# Work request
Every record below, from first to last: print it exactly as shown.

# Given records

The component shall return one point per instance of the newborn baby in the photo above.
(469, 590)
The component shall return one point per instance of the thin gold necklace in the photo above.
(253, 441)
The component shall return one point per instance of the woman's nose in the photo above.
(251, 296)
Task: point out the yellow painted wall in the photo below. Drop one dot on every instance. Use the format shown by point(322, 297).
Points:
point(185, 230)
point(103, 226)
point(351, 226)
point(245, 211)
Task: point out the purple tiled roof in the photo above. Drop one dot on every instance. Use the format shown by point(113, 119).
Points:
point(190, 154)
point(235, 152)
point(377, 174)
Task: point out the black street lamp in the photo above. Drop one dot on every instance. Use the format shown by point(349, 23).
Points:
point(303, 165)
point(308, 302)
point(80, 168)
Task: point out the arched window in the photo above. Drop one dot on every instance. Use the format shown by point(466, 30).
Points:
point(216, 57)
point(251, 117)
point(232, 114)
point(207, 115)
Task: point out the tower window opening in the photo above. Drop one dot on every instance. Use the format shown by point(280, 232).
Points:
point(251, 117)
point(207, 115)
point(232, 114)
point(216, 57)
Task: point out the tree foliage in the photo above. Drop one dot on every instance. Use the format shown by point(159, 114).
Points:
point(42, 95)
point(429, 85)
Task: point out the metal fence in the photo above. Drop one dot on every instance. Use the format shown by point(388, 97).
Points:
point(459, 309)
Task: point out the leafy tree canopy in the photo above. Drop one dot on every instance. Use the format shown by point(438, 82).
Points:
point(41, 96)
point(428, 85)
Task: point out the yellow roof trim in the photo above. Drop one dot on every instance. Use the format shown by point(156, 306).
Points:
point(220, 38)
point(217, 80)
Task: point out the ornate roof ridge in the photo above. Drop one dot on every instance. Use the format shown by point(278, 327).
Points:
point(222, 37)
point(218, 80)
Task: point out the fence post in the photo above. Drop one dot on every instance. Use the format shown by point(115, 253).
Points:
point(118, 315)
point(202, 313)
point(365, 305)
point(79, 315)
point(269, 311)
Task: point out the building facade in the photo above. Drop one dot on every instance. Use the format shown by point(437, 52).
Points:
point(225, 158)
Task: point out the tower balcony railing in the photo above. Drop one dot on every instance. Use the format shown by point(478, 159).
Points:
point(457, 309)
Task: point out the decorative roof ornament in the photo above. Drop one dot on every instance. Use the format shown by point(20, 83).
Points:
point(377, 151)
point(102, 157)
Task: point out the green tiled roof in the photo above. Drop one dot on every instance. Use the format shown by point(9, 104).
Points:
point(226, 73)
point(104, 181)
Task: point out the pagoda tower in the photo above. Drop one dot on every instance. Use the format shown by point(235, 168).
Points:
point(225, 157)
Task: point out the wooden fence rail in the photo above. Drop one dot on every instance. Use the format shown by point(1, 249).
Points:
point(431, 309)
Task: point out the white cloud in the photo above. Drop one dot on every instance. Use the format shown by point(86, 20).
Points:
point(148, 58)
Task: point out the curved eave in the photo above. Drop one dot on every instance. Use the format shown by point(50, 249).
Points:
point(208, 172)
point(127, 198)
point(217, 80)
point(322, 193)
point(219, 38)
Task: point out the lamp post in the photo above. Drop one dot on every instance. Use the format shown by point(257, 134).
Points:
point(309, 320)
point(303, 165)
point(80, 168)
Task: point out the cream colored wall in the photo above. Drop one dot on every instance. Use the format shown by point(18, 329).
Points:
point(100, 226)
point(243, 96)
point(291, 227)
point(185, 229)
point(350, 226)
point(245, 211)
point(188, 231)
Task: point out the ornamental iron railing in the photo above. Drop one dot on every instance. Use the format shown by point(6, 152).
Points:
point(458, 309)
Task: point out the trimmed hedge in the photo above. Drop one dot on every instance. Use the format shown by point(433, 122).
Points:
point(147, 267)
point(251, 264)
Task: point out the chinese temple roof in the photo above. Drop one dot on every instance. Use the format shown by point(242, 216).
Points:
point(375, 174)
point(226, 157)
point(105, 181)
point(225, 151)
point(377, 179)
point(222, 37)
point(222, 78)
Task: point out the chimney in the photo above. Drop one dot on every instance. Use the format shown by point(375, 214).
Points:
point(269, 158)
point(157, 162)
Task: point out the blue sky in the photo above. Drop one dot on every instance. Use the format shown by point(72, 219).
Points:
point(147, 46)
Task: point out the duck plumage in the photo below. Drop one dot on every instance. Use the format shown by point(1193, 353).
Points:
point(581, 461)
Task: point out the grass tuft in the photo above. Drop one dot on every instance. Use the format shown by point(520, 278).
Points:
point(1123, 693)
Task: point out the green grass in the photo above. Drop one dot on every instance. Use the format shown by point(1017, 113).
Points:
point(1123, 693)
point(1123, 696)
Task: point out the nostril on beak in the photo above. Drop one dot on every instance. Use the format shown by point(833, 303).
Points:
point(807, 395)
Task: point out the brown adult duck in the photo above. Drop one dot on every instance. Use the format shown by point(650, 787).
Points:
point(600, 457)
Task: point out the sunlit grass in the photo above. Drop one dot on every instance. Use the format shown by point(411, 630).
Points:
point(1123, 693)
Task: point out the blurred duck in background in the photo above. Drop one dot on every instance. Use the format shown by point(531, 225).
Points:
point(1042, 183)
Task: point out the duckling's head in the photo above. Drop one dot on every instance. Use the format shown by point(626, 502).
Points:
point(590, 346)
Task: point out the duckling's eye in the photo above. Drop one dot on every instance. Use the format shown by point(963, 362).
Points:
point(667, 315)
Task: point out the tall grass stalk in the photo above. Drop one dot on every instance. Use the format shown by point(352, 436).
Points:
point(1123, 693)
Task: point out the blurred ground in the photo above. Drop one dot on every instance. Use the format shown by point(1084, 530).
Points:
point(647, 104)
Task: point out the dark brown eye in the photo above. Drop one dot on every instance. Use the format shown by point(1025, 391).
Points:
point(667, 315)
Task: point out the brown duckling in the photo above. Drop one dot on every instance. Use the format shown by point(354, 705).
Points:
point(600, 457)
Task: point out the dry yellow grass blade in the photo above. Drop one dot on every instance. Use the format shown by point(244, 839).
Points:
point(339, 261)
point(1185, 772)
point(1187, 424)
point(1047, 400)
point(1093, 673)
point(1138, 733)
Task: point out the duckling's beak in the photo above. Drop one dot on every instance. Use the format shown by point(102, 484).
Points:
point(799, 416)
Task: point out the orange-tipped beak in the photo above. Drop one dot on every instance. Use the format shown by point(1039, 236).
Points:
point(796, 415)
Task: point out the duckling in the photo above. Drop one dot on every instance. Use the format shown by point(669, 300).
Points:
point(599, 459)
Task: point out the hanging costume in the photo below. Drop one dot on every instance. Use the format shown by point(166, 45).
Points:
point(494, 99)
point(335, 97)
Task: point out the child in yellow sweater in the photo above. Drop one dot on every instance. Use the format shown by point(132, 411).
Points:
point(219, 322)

# Written response
The component shall return one point per instance of the newborn baby in the photo above.
(469, 590)
The component shall return one point per instance of the thin gold necklace in the photo above.
(253, 441)
The component shall return one point per instance of the woman's nose in the photo above.
(251, 296)
Task: point out the yellow painted wall in the photo below. Drop one dot on every instance. Use the format shown by point(322, 297).
Points:
point(185, 230)
point(103, 226)
point(351, 226)
point(245, 211)
Task: point out the purple tiled roof in the photo above. Drop one dot on every instance. Use the format shown by point(113, 119).
Points:
point(190, 154)
point(235, 152)
point(377, 174)
Task: point out the black street lamp in the photo above. Drop one dot on every instance. Use the format shown by point(349, 23).
Points:
point(303, 165)
point(308, 302)
point(80, 168)
Task: point out the arched window in the photo above. Drop one dot on every instance. Use the format shown by point(466, 30).
Points:
point(216, 57)
point(251, 117)
point(232, 114)
point(207, 115)
Task: point out the tower window opening in the photo above. Drop one dot on every instance. Use the format shown by point(280, 232).
Points:
point(251, 117)
point(207, 115)
point(232, 114)
point(216, 57)
Task: point out the tree foliage in the photo above. Drop one dot on every instance. Use the format shown by point(159, 114).
Points:
point(42, 95)
point(429, 85)
Task: point out the metal fence in the photo above. Drop one dot on every instance. Use the format shown by point(388, 97).
Points:
point(459, 309)
Task: point out the leafy tree canopy in the photo above. Drop one dot on every instance. Use the format shown by point(438, 82).
Points:
point(41, 96)
point(428, 85)
Task: point out the yellow roof trim in the photo above. Drop one dot on every instance. Use the format shown by point(156, 306).
Points:
point(220, 38)
point(217, 80)
Task: point out the ornate roof ridge in the photo above. Drop one dot on every instance. Use the format shown by point(278, 327).
Points:
point(222, 37)
point(218, 80)
Task: point out the fence post in the photo above. Drop one dot on every instance. Use the format shown by point(115, 253).
Points:
point(118, 315)
point(202, 313)
point(365, 305)
point(79, 315)
point(269, 311)
Task: point out the building facade in the photo above. Drop one dot on every instance. Use the format shown by point(437, 52).
Points:
point(225, 158)
Task: point out the tower balcony railing in the photo above. Drop one dot on every instance. Use the format shown by point(478, 159).
Points:
point(457, 309)
Task: point out the decorative roof ornament in the photo above. Drop one dot on every instance. Use the format shown by point(20, 83).
Points:
point(377, 151)
point(102, 157)
Task: point out the green tiled roof in the photo above. Drop one dot on every instance. Use the format shown by point(9, 104).
Points:
point(226, 73)
point(104, 181)
Task: point out the pagoda tower in the photo above. Drop one dot on every instance. Use the format shown by point(235, 168).
Points:
point(225, 157)
Task: point out the wooden fence rail in the photo above. Drop one dot on every instance. Use the format shown by point(1, 249).
Points:
point(431, 309)
Task: point out the white cloud in the photo above. Drop one dot on every instance. Use the format shown by point(86, 20).
Points:
point(148, 58)
Task: point out the curved eave in the photo above. Drop one dot on every instance. Use the format shown by point(50, 249).
Points:
point(208, 172)
point(127, 198)
point(217, 80)
point(322, 193)
point(219, 38)
Task: point out the lamp post in the photo above. Drop one dot on every instance. Use the format shown by point(257, 134).
Points:
point(309, 320)
point(303, 165)
point(80, 168)
Task: point out the cream colored wall in the photo above. Drop one dot on every instance. Use the format shown by point(18, 329).
Points:
point(100, 226)
point(243, 96)
point(291, 227)
point(185, 229)
point(350, 226)
point(245, 211)
point(188, 231)
Task: point out the ornamental iron railing in the photo above. Drop one dot on every instance. Use the format shown by point(6, 152).
Points:
point(458, 309)
Task: point out the trimmed hedge in the photo above. Drop one dot on every instance. Use the format shown by point(433, 122).
Points:
point(147, 267)
point(251, 264)
Task: point out the chinese temple roof in the photo above. Drop one dot on every instance. Use the format shown by point(242, 216).
Points:
point(375, 174)
point(226, 157)
point(105, 181)
point(225, 151)
point(377, 179)
point(222, 37)
point(222, 78)
Task: point out the chimney in the photo above. Drop one dot on every instance. Use the format shown by point(375, 214).
Points:
point(269, 158)
point(157, 162)
Task: point out the blue sky in the photo above. Drop one dot on every instance. Use the format shown by point(72, 219).
Points:
point(147, 46)
Task: point out the duck plumage in the photo below. Drop one dot on every instance. Use the format shown by point(1193, 353).
Points:
point(581, 461)
Task: point out the grass tuft in the photo above. Drop one dot on every instance. Use the format shown by point(520, 278).
Points:
point(1123, 693)
Task: point out the green grass in the photo above. Drop one dot on every instance. Use the format shown by point(1017, 113).
Points:
point(1123, 693)
point(1123, 696)
Task: point out the nostril on beak in the photo above. Drop one dot on every instance. Use the format shown by point(833, 303).
Points:
point(807, 395)
Task: point out the brown adult duck in the photo above. Drop one dot on every instance. Use the format shown by point(650, 787).
Points:
point(600, 457)
Task: point out the sunlit grass in the photo above. Drop one dot on every instance. Use the format shown by point(411, 630).
Points:
point(1123, 693)
Task: point out the blurred duck in background in the photo above. Drop one dot on every instance. Use the format shown by point(531, 225).
Points:
point(1042, 183)
Task: point out the duckling's head in the photo above. Drop one dot on every instance. Use the format shown by point(626, 502).
Points:
point(590, 346)
Task: point out the duckling's eye in the photo above. Drop one dot on every instance. Use the format shown by point(963, 362).
Points:
point(667, 315)
Task: point out the tall grass stalk in the photo above. Drop one dot on every instance. Use the format shown by point(352, 436).
Points:
point(1123, 693)
Task: point out the blurred ground in the photo above. Drop one dot on every instance. Use the format shown by point(1084, 530).
Points:
point(647, 104)
Task: point out the dark brown eye in the photo above. Drop one dot on every instance. Use the format shown by point(1025, 391).
Points:
point(667, 315)
Task: point out the brown duckling in the photo above. Drop one dot on every instance. Use the format shown by point(354, 705).
Points:
point(600, 457)
Task: point out the dry yellow grass blade in the photo above. Drop one dot on every instance. Use the format shown by point(244, 839).
Points:
point(339, 261)
point(1185, 772)
point(1187, 424)
point(1047, 400)
point(1093, 673)
point(1138, 733)
Task: point out the duckling's beak in the photo above. Drop one dot on every instance. Use the format shown by point(102, 484).
Points:
point(799, 416)
Task: point out the orange-tipped beak in the photo above. Drop one dot on every instance. Use the format shown by point(1039, 236).
Points:
point(796, 415)
Task: point out the duckling in the photo above. Drop one dot on every instance. Use the format shown by point(669, 300).
Points:
point(599, 459)
Task: point out the hanging costume in the photo below. Drop one dot on every instance. Use the format shown by point(166, 45).
Points:
point(494, 99)
point(335, 97)
Task: point out the child in yellow sweater in the photo above. Drop one dot on every instance. Use the format shown by point(132, 411).
Points:
point(219, 322)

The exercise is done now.